Rewrite the passage on Dr. J. Robert Cade between "Dr. J. Robert" and "sports drink Gatorade.", inclusive, swapping "University of Florida" for "UF".

■ **Document excerpt**:
-- Opening Marker --

Dr. J. Robert Cade
Physician, Scientist, Musician, Inventor
The Cade Museum for Innovation and Invention is named for Dr. James Robert Cade, a professor of renal (kidney) medicine at the University of Florida and the lead inventor of the sports drink Gatorade.
Though he is most widely remembered for Gatorade, he was a man of many parts; a true Renaissance man. On the title page of his autobiography, Freut Euch Des Lebens (Take Joy in Life) Cade described himself as a "physician, scientist, musician, and inventor." At the time of his death in 2007, Cade had a collection of over 30 violins, (some of them dating to the 17th century) and over 60 Studebaker carriages and automobiles from the late 1800's to 1965.
He was also an accomplished writer and poet. "Great poetry," Cade once wrote, "combines music, emotion and intellect in a way nothing else can." He often quoted his favorite line from Tennyson's Ulysses "I am part of all that I have met; yet all experience is an arch where through gleams that untravelled world whose margin fades forever when I move."

-- Closing Marker --

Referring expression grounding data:

-- Opening Marker --

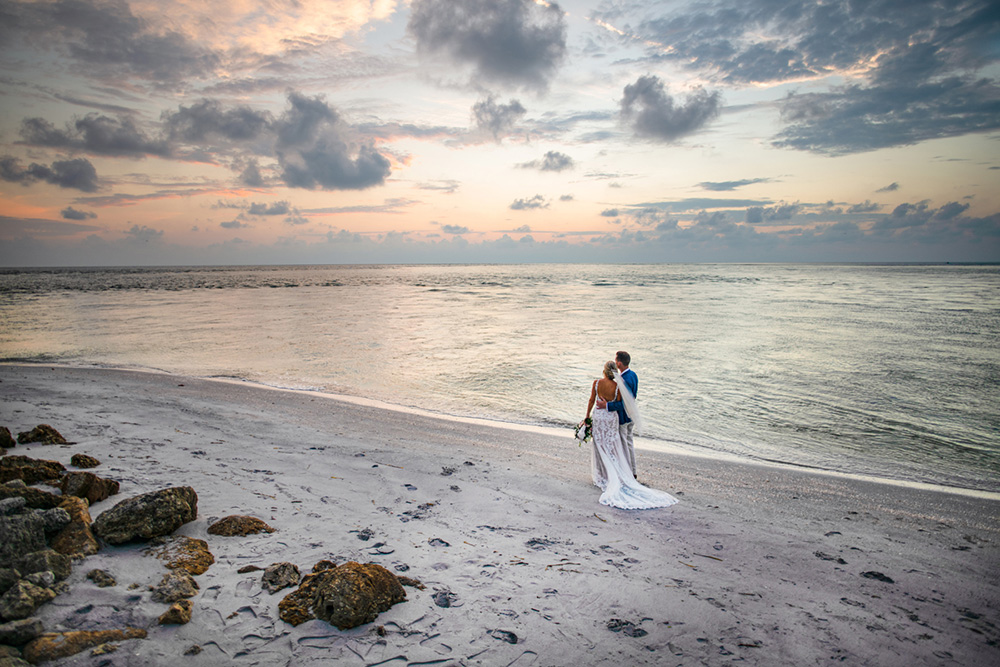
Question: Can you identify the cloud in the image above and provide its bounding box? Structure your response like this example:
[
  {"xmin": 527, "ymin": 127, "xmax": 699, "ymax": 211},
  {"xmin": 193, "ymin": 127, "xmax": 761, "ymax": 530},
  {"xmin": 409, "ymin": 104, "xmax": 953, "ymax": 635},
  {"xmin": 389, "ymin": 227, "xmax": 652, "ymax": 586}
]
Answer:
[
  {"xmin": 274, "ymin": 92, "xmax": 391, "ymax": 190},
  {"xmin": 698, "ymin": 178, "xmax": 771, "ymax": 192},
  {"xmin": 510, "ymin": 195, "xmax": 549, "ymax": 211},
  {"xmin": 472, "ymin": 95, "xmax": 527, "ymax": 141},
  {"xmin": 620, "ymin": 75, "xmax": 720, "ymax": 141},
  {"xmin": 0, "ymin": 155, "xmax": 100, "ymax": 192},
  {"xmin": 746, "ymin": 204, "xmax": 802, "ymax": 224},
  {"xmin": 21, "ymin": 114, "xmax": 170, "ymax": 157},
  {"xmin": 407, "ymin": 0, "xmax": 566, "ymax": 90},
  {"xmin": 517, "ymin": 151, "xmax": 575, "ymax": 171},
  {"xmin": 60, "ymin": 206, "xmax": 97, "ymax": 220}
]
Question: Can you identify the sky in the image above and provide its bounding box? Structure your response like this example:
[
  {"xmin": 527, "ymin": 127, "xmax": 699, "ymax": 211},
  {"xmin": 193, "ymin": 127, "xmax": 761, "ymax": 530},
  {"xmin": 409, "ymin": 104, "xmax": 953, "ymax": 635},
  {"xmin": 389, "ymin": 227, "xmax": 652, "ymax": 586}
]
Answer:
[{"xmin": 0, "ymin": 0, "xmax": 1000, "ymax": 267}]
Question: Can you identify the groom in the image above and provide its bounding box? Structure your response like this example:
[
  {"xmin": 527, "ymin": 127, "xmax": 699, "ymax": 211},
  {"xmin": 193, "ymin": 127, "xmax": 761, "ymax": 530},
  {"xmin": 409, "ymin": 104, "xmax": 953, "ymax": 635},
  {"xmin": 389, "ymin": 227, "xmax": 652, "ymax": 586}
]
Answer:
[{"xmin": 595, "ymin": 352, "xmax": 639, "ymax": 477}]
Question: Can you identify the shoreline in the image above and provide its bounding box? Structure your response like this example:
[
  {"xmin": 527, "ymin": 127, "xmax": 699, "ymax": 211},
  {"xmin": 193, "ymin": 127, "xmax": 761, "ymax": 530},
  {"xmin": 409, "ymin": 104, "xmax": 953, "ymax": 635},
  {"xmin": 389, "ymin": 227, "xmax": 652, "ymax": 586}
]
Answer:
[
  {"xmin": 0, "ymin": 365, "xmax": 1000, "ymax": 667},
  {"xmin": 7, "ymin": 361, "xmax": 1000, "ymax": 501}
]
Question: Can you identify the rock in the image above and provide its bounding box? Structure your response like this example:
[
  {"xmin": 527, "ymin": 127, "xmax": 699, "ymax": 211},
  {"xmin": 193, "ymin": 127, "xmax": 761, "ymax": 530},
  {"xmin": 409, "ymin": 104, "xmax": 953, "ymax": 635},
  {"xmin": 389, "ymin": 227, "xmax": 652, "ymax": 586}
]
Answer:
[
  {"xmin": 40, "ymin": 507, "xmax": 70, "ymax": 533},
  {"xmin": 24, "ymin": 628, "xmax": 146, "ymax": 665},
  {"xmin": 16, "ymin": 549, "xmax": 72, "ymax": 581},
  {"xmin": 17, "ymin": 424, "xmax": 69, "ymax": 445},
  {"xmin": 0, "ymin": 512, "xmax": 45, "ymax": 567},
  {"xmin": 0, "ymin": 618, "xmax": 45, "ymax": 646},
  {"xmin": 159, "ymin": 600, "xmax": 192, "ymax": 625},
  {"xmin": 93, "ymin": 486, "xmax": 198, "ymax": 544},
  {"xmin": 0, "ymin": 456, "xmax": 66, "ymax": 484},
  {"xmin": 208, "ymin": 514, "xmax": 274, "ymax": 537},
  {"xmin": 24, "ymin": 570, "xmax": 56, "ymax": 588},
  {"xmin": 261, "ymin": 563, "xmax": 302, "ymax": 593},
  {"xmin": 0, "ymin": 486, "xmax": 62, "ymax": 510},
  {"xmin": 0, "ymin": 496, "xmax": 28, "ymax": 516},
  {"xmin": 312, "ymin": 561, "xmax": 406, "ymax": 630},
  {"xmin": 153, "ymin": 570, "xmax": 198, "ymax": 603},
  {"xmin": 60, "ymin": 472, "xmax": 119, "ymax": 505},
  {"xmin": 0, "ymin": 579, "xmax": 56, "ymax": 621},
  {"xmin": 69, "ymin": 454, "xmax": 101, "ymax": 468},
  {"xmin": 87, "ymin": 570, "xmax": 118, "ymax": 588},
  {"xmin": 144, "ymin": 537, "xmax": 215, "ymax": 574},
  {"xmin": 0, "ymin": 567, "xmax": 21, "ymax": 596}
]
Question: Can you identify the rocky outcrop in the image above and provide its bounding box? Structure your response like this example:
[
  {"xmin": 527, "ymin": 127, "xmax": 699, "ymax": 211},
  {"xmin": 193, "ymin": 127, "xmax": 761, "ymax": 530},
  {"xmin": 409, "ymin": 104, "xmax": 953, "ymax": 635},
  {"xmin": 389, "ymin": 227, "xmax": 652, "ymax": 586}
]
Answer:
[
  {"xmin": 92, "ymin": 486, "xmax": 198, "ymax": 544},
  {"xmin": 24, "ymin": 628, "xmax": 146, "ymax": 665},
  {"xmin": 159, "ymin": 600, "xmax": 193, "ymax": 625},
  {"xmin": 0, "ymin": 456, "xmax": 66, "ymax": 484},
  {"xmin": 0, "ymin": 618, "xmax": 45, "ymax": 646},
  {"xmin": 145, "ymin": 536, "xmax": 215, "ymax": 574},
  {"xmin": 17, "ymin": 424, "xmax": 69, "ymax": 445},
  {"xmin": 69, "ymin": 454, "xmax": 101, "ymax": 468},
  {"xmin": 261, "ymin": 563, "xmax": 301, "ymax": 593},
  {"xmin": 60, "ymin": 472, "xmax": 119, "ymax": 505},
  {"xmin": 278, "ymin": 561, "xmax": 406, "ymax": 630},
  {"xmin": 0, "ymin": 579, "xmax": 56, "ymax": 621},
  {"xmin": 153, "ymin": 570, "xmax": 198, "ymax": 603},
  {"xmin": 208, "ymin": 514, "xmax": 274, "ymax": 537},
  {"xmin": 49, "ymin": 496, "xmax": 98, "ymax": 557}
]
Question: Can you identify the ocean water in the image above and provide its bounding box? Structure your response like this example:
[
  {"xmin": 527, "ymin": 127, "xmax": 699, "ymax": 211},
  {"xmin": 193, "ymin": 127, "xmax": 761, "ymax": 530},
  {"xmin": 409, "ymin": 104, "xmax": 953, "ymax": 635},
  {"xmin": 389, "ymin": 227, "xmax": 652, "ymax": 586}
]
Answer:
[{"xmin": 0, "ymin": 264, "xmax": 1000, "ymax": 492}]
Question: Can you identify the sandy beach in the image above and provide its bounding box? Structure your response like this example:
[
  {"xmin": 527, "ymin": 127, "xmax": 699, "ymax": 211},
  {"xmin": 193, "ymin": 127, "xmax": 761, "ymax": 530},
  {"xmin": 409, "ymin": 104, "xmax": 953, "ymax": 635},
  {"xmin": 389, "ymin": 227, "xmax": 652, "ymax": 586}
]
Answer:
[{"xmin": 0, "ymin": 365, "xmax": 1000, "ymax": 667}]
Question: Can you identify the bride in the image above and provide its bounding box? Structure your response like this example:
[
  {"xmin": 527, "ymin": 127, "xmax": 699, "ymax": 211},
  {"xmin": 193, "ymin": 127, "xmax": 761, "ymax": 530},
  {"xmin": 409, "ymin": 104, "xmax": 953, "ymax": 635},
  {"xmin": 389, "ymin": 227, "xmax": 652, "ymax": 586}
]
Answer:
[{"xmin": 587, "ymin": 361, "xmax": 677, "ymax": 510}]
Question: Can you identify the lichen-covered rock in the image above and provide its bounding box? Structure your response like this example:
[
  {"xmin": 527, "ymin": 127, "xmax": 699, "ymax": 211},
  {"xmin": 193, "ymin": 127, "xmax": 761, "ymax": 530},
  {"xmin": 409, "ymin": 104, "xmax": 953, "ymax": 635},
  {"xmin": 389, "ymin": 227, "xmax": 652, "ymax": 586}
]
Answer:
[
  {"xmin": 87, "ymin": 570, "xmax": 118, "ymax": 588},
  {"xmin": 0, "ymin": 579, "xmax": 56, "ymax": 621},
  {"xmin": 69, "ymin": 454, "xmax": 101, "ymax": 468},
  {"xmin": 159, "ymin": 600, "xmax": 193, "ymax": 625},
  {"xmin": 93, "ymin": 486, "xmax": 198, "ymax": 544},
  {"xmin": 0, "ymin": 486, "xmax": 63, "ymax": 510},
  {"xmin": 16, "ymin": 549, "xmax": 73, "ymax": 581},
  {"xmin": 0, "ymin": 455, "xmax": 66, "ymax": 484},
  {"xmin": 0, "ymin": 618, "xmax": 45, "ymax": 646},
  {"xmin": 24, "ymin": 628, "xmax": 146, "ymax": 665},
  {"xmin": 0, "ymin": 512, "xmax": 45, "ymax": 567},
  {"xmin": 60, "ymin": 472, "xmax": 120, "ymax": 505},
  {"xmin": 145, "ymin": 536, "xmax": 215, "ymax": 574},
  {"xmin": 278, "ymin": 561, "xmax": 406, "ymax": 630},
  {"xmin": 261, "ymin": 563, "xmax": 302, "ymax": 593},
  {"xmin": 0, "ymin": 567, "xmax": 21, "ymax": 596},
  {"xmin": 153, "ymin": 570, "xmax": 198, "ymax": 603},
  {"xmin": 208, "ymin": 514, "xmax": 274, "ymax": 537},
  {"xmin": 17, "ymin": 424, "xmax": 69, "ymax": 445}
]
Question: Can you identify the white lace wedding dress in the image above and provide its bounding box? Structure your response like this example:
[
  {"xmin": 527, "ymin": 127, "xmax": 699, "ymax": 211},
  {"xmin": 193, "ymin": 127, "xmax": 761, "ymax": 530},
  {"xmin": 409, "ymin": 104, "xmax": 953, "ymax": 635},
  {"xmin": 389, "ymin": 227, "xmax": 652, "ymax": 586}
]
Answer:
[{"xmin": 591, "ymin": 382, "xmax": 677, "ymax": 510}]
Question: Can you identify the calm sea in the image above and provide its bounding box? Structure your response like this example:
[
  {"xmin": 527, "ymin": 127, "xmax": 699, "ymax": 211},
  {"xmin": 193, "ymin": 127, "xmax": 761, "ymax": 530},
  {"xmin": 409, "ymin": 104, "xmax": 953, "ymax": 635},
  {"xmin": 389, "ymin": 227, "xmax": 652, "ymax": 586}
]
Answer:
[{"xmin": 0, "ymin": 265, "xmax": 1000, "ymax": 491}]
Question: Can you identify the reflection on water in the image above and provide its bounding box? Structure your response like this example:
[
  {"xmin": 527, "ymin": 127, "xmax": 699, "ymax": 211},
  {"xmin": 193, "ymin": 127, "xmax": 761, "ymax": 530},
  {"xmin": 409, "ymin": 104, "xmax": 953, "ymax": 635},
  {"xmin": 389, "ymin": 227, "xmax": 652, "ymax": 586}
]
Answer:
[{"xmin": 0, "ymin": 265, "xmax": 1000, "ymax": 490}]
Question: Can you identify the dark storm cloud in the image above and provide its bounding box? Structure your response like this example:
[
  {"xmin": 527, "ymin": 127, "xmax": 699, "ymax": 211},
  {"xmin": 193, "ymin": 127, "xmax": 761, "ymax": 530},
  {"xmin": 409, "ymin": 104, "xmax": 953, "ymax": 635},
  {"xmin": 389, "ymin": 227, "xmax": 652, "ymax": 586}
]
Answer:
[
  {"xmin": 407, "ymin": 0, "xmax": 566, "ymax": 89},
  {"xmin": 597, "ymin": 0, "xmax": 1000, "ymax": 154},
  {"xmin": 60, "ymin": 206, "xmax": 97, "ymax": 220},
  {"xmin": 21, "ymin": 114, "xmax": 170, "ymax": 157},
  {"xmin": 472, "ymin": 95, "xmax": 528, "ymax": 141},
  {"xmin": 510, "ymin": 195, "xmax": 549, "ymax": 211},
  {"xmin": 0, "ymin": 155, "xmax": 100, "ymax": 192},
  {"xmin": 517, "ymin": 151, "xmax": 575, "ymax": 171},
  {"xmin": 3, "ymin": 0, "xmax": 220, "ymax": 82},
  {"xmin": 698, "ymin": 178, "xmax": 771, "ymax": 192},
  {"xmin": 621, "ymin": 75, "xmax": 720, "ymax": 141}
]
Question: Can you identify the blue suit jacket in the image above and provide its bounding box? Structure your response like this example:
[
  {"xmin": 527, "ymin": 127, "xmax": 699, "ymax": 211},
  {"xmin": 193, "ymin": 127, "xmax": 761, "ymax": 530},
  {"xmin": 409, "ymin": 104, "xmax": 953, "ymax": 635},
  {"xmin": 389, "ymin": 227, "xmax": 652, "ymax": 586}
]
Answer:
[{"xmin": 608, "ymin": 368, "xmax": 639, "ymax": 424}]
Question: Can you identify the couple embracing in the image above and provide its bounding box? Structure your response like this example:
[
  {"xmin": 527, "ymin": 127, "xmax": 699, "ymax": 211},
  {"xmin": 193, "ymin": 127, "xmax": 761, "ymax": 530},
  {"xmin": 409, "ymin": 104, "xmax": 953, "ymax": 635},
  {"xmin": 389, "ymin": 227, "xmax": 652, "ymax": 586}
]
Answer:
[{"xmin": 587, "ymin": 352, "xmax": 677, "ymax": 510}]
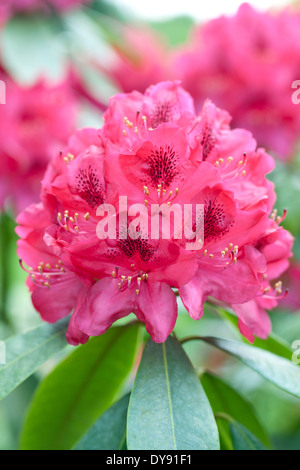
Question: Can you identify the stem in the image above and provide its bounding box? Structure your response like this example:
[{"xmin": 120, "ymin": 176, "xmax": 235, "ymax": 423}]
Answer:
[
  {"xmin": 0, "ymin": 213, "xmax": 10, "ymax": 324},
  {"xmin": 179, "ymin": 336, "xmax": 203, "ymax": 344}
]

-- Closing Marker --

■ **Solution for this exercise**:
Dr. J. Robert Cade
Physician, Scientist, Musician, Inventor
The Cade Museum for Innovation and Invention is named for Dr. James Robert Cade, a professor of renal (kidney) medicine at the UF and the lead inventor of the sports drink Gatorade.